= Work to be completed =
Pull every line holding the string "dark" from the records below.

= Extracted data =
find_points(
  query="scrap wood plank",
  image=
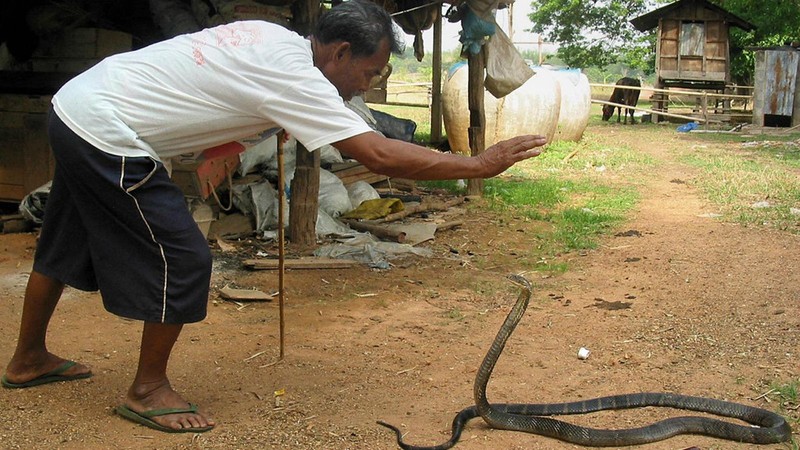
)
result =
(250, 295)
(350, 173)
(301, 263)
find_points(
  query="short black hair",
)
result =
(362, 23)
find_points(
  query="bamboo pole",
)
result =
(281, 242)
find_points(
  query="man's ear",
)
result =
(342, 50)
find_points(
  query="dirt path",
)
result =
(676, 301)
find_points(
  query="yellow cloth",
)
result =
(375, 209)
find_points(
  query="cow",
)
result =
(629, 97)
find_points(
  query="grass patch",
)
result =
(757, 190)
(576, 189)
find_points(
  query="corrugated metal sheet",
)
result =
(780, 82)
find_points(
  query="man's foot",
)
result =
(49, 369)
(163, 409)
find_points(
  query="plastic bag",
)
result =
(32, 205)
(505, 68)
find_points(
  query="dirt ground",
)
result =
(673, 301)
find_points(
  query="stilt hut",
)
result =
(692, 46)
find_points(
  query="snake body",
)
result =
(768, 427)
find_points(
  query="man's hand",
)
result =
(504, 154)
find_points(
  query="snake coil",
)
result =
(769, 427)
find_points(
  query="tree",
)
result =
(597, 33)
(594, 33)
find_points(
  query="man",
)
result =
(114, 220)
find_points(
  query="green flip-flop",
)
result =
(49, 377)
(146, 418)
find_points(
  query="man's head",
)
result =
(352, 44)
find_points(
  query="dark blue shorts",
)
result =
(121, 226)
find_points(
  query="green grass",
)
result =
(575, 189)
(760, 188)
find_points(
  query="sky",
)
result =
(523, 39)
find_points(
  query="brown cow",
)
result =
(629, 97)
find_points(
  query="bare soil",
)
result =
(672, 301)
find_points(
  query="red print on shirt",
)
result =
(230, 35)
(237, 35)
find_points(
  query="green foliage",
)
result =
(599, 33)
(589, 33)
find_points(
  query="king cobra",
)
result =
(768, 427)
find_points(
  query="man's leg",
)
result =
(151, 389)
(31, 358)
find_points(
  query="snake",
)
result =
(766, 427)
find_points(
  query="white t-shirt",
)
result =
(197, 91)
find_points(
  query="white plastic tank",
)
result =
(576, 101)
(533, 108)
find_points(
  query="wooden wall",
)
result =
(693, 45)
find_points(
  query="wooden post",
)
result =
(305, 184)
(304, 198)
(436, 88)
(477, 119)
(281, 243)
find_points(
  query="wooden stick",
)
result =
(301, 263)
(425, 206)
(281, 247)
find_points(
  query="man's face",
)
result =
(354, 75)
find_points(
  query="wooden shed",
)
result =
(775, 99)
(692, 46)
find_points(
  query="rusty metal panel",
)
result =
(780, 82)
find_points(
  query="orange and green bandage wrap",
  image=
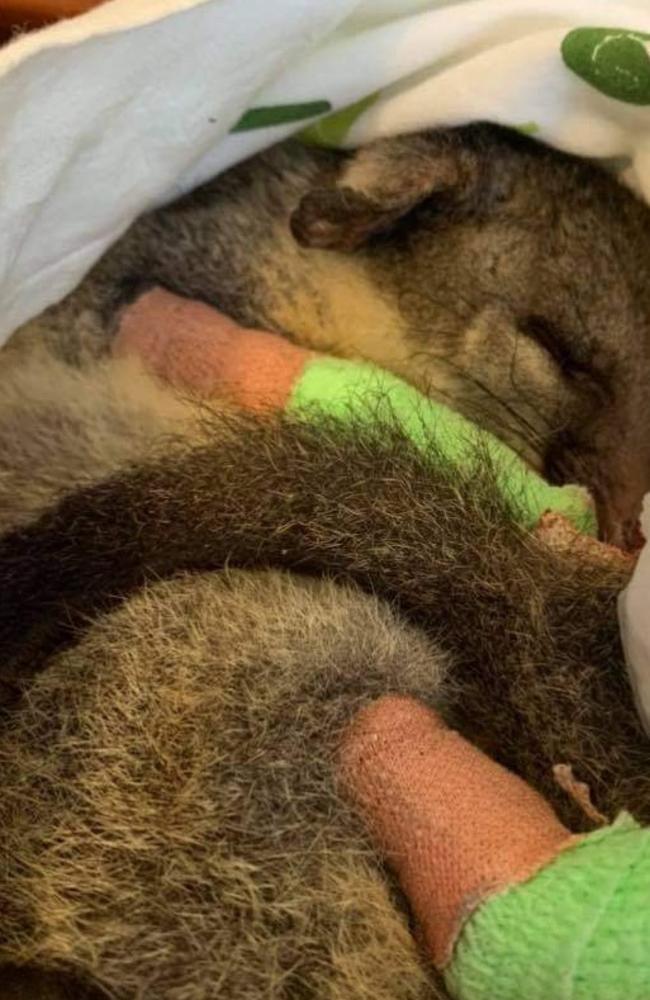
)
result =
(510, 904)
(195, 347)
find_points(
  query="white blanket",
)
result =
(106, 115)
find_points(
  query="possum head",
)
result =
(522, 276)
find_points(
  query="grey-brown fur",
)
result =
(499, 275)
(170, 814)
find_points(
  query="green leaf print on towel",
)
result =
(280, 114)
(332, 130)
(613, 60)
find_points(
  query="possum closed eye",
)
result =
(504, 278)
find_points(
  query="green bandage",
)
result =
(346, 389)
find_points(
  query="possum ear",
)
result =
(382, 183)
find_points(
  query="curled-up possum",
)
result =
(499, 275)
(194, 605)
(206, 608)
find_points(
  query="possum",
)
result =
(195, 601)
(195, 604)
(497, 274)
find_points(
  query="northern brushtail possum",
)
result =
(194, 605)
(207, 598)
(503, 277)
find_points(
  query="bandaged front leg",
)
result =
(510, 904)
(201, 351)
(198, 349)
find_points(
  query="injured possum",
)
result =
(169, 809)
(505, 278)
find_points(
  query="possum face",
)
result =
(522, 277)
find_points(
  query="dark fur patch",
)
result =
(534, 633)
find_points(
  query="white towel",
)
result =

...

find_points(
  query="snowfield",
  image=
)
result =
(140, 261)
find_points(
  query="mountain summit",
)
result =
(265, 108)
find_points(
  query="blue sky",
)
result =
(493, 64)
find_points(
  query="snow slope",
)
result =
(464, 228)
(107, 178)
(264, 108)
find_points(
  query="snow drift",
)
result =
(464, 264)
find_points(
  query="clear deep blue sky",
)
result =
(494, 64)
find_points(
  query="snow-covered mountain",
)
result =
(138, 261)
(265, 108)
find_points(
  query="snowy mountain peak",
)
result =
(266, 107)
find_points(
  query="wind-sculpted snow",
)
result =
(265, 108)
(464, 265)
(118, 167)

= Output of the exercise =
  query="dark blue shorts",
  query="dark fur patch",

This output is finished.